> [SUPPLIED PASSAGE]:
========================================================================

Lots of free community dinners happen around the holidays, but the recipients don’t generally help roast the Vermont-raised bird or share family secrets for cooking sweet potatoes. This Thanksgiving, the Local Agricultural Community Exchange (LACE) in Barre is teaming up with the Salvation Army for an unusual benefit: People can pitch in by peeling potatoes and stirring up shepherd’s pie, then sit down and eat a localvore dinner gratis.

“I found out that the Salvation Army had been thinking about backing off on the Thanksgiving dinner they’d been doing, because it conflicts with their Christmas planning,” explains LACE founder Ariel Zevon. “We’d had the desire to do something like this since the [store’s] beginning.”

Working with volunteer labor and food donations — plus items they have on hand — Zevon, her staffers and a slew of volunteers will spend the day whipping up holiday fare. Dinner will be served between 4 and 6 p.m. “Hopefully we’ll get some music, and we’ll have games set up for kids,” she says.

========================================================================

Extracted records

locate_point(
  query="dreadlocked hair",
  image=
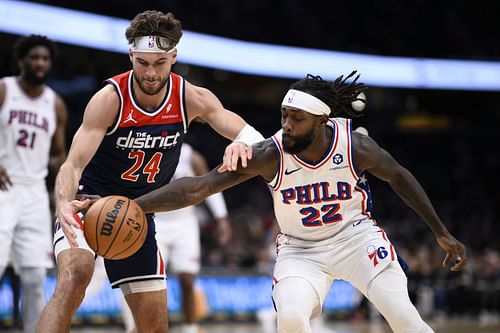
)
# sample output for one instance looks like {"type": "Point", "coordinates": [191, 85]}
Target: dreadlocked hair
{"type": "Point", "coordinates": [338, 95]}
{"type": "Point", "coordinates": [24, 45]}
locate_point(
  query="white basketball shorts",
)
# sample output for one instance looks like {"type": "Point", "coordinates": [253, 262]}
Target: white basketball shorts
{"type": "Point", "coordinates": [179, 242]}
{"type": "Point", "coordinates": [25, 226]}
{"type": "Point", "coordinates": [357, 254]}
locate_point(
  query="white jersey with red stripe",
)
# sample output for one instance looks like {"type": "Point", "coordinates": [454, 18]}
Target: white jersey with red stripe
{"type": "Point", "coordinates": [27, 125]}
{"type": "Point", "coordinates": [317, 201]}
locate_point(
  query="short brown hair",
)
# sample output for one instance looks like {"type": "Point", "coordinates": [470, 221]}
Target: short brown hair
{"type": "Point", "coordinates": [153, 22]}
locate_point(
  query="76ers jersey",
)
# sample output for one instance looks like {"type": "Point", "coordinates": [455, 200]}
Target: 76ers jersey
{"type": "Point", "coordinates": [317, 201]}
{"type": "Point", "coordinates": [27, 125]}
{"type": "Point", "coordinates": [140, 153]}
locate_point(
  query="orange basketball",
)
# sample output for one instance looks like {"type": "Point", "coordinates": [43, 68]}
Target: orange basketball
{"type": "Point", "coordinates": [115, 227]}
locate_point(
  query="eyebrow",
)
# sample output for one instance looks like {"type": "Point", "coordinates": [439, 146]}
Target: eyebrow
{"type": "Point", "coordinates": [158, 60]}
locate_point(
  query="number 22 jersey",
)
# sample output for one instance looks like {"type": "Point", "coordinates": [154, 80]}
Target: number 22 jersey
{"type": "Point", "coordinates": [317, 201]}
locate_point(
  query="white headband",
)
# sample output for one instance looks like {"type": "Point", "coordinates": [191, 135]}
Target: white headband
{"type": "Point", "coordinates": [305, 102]}
{"type": "Point", "coordinates": [150, 44]}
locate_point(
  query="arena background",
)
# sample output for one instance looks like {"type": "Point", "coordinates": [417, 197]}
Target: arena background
{"type": "Point", "coordinates": [447, 138]}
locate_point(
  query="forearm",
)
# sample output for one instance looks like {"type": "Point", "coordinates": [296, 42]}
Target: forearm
{"type": "Point", "coordinates": [249, 135]}
{"type": "Point", "coordinates": [66, 184]}
{"type": "Point", "coordinates": [181, 193]}
{"type": "Point", "coordinates": [217, 206]}
{"type": "Point", "coordinates": [412, 193]}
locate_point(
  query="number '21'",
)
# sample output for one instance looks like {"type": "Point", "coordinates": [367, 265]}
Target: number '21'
{"type": "Point", "coordinates": [25, 139]}
{"type": "Point", "coordinates": [329, 214]}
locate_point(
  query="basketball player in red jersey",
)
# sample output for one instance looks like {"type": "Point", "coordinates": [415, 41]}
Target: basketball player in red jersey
{"type": "Point", "coordinates": [129, 144]}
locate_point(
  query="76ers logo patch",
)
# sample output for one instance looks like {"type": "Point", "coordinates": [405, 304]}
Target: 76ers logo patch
{"type": "Point", "coordinates": [376, 254]}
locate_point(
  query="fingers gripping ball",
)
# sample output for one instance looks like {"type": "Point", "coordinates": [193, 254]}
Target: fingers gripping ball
{"type": "Point", "coordinates": [115, 227]}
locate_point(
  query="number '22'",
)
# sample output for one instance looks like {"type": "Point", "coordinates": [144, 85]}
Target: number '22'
{"type": "Point", "coordinates": [329, 214]}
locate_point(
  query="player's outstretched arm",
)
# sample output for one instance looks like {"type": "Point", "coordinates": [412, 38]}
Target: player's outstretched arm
{"type": "Point", "coordinates": [99, 115]}
{"type": "Point", "coordinates": [203, 104]}
{"type": "Point", "coordinates": [370, 157]}
{"type": "Point", "coordinates": [189, 191]}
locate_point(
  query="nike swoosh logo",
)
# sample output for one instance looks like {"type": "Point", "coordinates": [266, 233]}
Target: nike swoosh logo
{"type": "Point", "coordinates": [287, 173]}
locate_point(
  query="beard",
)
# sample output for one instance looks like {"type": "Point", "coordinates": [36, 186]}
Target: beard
{"type": "Point", "coordinates": [296, 145]}
{"type": "Point", "coordinates": [33, 79]}
{"type": "Point", "coordinates": [149, 91]}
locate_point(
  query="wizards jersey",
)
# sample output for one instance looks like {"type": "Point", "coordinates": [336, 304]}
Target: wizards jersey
{"type": "Point", "coordinates": [317, 201]}
{"type": "Point", "coordinates": [141, 151]}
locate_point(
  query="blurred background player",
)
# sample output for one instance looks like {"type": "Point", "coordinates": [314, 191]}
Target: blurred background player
{"type": "Point", "coordinates": [178, 237]}
{"type": "Point", "coordinates": [32, 127]}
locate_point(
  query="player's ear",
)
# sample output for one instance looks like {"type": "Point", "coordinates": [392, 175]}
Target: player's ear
{"type": "Point", "coordinates": [323, 119]}
{"type": "Point", "coordinates": [174, 56]}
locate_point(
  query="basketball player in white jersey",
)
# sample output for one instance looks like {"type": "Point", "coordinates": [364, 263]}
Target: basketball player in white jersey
{"type": "Point", "coordinates": [314, 167]}
{"type": "Point", "coordinates": [178, 236]}
{"type": "Point", "coordinates": [32, 127]}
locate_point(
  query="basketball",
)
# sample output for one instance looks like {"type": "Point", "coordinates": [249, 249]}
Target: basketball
{"type": "Point", "coordinates": [115, 227]}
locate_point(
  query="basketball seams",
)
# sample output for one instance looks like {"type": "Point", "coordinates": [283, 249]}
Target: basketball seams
{"type": "Point", "coordinates": [144, 229]}
{"type": "Point", "coordinates": [97, 225]}
{"type": "Point", "coordinates": [107, 238]}
{"type": "Point", "coordinates": [119, 228]}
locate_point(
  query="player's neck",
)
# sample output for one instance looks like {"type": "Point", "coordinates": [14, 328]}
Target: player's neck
{"type": "Point", "coordinates": [318, 147]}
{"type": "Point", "coordinates": [148, 102]}
{"type": "Point", "coordinates": [32, 90]}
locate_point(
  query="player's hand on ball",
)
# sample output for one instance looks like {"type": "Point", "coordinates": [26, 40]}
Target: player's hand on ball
{"type": "Point", "coordinates": [92, 197]}
{"type": "Point", "coordinates": [234, 152]}
{"type": "Point", "coordinates": [66, 218]}
{"type": "Point", "coordinates": [454, 251]}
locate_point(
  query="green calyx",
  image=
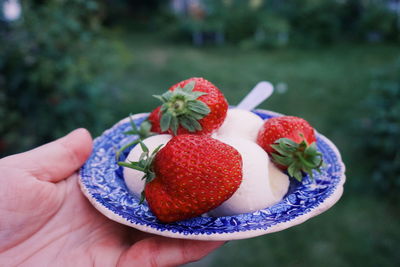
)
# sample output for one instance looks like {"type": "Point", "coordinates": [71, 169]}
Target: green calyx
{"type": "Point", "coordinates": [143, 131]}
{"type": "Point", "coordinates": [299, 158]}
{"type": "Point", "coordinates": [144, 164]}
{"type": "Point", "coordinates": [181, 107]}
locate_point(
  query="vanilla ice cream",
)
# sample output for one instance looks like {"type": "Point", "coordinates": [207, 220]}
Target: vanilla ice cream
{"type": "Point", "coordinates": [263, 184]}
{"type": "Point", "coordinates": [133, 178]}
{"type": "Point", "coordinates": [240, 123]}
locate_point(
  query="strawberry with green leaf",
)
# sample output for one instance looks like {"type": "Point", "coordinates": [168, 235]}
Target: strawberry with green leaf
{"type": "Point", "coordinates": [190, 175]}
{"type": "Point", "coordinates": [193, 106]}
{"type": "Point", "coordinates": [291, 143]}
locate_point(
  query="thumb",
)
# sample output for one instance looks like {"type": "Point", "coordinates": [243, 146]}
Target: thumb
{"type": "Point", "coordinates": [54, 161]}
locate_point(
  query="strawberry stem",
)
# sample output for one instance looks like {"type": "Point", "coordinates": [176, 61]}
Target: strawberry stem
{"type": "Point", "coordinates": [144, 164]}
{"type": "Point", "coordinates": [181, 107]}
{"type": "Point", "coordinates": [299, 158]}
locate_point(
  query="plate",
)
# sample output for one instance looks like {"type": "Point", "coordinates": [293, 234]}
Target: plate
{"type": "Point", "coordinates": [101, 181]}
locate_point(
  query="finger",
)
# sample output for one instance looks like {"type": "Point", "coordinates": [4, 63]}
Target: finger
{"type": "Point", "coordinates": [54, 161]}
{"type": "Point", "coordinates": [162, 251]}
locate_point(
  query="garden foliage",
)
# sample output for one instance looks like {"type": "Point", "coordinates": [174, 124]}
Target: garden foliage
{"type": "Point", "coordinates": [50, 61]}
{"type": "Point", "coordinates": [382, 131]}
{"type": "Point", "coordinates": [306, 23]}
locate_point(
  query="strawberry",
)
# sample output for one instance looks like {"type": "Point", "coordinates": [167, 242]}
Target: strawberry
{"type": "Point", "coordinates": [190, 175]}
{"type": "Point", "coordinates": [291, 143]}
{"type": "Point", "coordinates": [154, 119]}
{"type": "Point", "coordinates": [194, 106]}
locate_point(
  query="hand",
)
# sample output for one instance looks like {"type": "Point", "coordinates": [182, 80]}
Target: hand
{"type": "Point", "coordinates": [46, 221]}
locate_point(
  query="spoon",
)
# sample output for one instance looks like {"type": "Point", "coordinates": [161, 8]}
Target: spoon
{"type": "Point", "coordinates": [256, 96]}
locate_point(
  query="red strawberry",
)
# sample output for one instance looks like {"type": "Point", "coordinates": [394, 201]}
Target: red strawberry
{"type": "Point", "coordinates": [190, 175]}
{"type": "Point", "coordinates": [291, 143]}
{"type": "Point", "coordinates": [191, 106]}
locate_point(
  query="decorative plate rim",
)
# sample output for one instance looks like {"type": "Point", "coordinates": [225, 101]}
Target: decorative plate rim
{"type": "Point", "coordinates": [327, 203]}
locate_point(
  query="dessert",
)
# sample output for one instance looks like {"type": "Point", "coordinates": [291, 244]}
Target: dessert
{"type": "Point", "coordinates": [133, 178]}
{"type": "Point", "coordinates": [291, 142]}
{"type": "Point", "coordinates": [205, 159]}
{"type": "Point", "coordinates": [191, 175]}
{"type": "Point", "coordinates": [194, 106]}
{"type": "Point", "coordinates": [259, 189]}
{"type": "Point", "coordinates": [240, 123]}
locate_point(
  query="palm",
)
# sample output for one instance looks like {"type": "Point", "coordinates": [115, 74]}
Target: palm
{"type": "Point", "coordinates": [45, 218]}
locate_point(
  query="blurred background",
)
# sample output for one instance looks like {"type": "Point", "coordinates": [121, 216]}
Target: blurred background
{"type": "Point", "coordinates": [89, 63]}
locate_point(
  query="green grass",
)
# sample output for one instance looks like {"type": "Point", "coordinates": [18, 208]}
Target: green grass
{"type": "Point", "coordinates": [327, 87]}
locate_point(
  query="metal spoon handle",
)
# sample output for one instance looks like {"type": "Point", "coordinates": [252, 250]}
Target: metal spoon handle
{"type": "Point", "coordinates": [257, 95]}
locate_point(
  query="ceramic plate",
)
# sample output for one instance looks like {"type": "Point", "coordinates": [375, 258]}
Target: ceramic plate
{"type": "Point", "coordinates": [102, 182]}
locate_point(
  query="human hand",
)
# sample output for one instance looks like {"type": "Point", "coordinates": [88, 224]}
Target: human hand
{"type": "Point", "coordinates": [46, 221]}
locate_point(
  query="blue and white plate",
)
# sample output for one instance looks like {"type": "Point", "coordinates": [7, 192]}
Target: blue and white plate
{"type": "Point", "coordinates": [102, 182]}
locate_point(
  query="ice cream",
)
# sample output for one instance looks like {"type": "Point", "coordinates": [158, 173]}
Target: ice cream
{"type": "Point", "coordinates": [263, 184]}
{"type": "Point", "coordinates": [133, 178]}
{"type": "Point", "coordinates": [240, 123]}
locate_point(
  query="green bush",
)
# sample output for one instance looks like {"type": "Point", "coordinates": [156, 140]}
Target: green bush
{"type": "Point", "coordinates": [377, 20]}
{"type": "Point", "coordinates": [50, 62]}
{"type": "Point", "coordinates": [381, 132]}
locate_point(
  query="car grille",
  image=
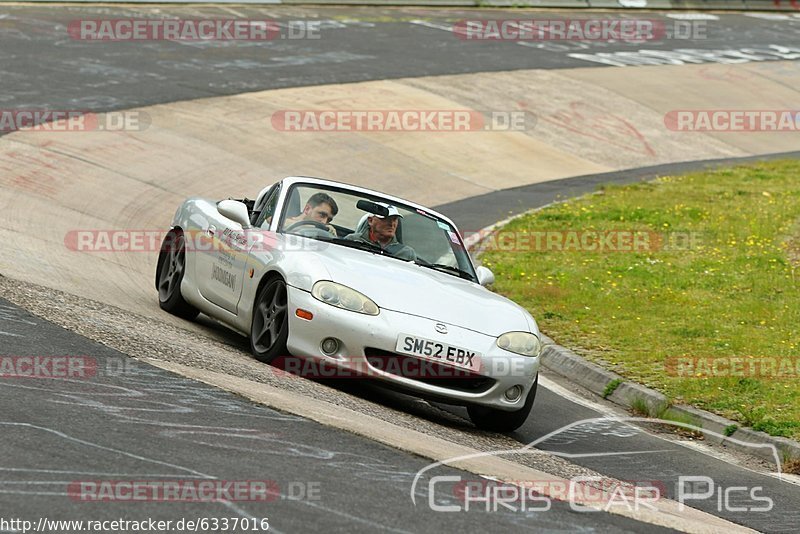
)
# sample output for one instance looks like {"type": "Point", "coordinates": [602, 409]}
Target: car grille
{"type": "Point", "coordinates": [432, 373]}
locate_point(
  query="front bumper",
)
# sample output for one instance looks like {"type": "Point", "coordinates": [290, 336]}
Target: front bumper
{"type": "Point", "coordinates": [366, 340]}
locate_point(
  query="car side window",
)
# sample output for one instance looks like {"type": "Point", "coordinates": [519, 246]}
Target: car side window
{"type": "Point", "coordinates": [268, 209]}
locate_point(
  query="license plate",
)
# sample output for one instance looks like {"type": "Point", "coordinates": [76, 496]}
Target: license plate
{"type": "Point", "coordinates": [437, 351]}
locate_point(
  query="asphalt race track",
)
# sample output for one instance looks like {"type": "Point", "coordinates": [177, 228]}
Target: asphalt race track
{"type": "Point", "coordinates": [139, 422]}
{"type": "Point", "coordinates": [43, 67]}
{"type": "Point", "coordinates": [184, 429]}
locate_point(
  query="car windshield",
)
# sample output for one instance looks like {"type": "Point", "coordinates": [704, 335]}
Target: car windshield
{"type": "Point", "coordinates": [342, 217]}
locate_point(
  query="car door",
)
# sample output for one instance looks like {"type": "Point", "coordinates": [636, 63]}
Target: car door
{"type": "Point", "coordinates": [220, 265]}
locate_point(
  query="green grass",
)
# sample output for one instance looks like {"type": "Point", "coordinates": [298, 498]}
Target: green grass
{"type": "Point", "coordinates": [729, 289]}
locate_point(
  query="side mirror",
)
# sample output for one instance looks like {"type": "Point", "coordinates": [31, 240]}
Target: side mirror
{"type": "Point", "coordinates": [235, 211]}
{"type": "Point", "coordinates": [372, 207]}
{"type": "Point", "coordinates": [485, 275]}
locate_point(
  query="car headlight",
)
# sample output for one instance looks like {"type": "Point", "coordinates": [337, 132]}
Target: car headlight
{"type": "Point", "coordinates": [523, 343]}
{"type": "Point", "coordinates": [343, 297]}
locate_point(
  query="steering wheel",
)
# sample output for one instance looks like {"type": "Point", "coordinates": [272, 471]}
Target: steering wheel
{"type": "Point", "coordinates": [316, 224]}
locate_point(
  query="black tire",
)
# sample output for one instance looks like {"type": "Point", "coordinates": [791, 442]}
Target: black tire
{"type": "Point", "coordinates": [169, 275]}
{"type": "Point", "coordinates": [496, 420]}
{"type": "Point", "coordinates": [269, 329]}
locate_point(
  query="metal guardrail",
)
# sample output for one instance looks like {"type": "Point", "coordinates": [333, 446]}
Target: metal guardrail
{"type": "Point", "coordinates": [726, 5]}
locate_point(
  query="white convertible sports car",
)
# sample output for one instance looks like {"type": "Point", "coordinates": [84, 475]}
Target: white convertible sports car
{"type": "Point", "coordinates": [332, 274]}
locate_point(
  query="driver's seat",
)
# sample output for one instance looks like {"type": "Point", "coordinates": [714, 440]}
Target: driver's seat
{"type": "Point", "coordinates": [362, 225]}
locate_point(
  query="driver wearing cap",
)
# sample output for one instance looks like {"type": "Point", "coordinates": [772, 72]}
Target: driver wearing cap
{"type": "Point", "coordinates": [381, 230]}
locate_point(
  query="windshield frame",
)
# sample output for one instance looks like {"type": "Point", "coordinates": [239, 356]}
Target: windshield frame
{"type": "Point", "coordinates": [289, 188]}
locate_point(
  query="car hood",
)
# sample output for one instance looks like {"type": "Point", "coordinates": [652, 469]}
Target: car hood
{"type": "Point", "coordinates": [409, 288]}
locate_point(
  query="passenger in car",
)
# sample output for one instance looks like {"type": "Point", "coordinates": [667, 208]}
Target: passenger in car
{"type": "Point", "coordinates": [382, 231]}
{"type": "Point", "coordinates": [320, 207]}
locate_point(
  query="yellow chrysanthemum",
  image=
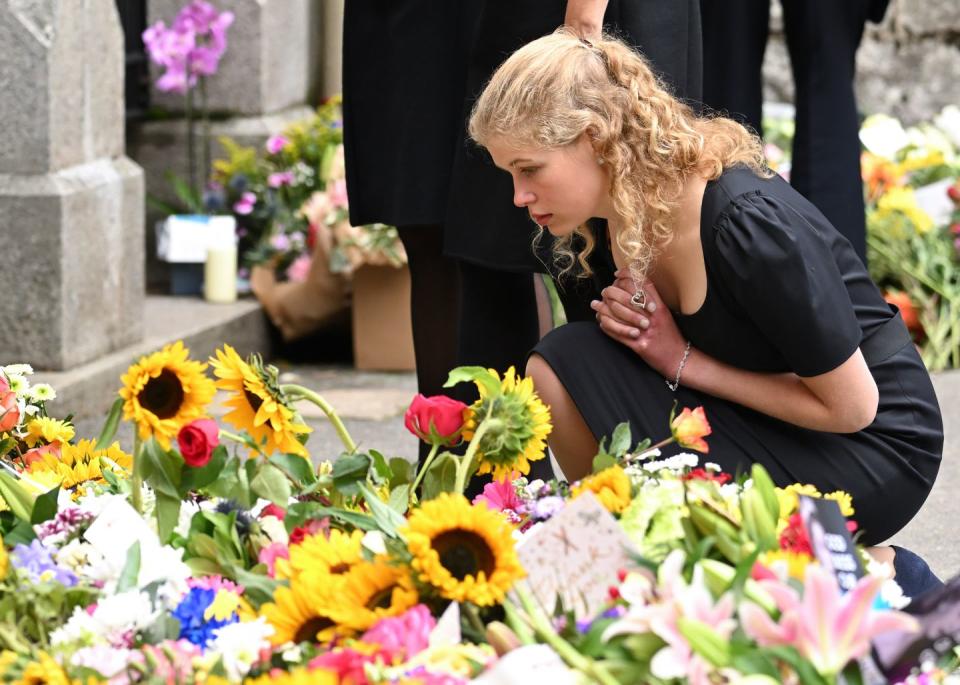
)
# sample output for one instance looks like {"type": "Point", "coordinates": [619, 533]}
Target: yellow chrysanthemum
{"type": "Point", "coordinates": [518, 432]}
{"type": "Point", "coordinates": [47, 430]}
{"type": "Point", "coordinates": [466, 552]}
{"type": "Point", "coordinates": [334, 555]}
{"type": "Point", "coordinates": [611, 486]}
{"type": "Point", "coordinates": [844, 500]}
{"type": "Point", "coordinates": [903, 202]}
{"type": "Point", "coordinates": [164, 391]}
{"type": "Point", "coordinates": [43, 671]}
{"type": "Point", "coordinates": [371, 591]}
{"type": "Point", "coordinates": [794, 563]}
{"type": "Point", "coordinates": [298, 676]}
{"type": "Point", "coordinates": [301, 612]}
{"type": "Point", "coordinates": [258, 406]}
{"type": "Point", "coordinates": [81, 464]}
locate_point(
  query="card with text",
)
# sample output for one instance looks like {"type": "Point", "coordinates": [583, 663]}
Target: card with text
{"type": "Point", "coordinates": [576, 555]}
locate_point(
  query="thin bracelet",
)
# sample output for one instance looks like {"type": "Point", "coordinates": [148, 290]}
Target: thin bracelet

========================================================================

> [WHAT IS ASKED]:
[a] According to the Thanksgiving dinner article, during what hours will dinner be served?
[b] Please count the lines of the entries that contain the string "stripe", with case counting, and give only the number.
The Thanksgiving dinner article and the entries have no connection to each other.

> [RESPONSE LIST]:
[a] Between 4 and 6 p.m.

[b] 2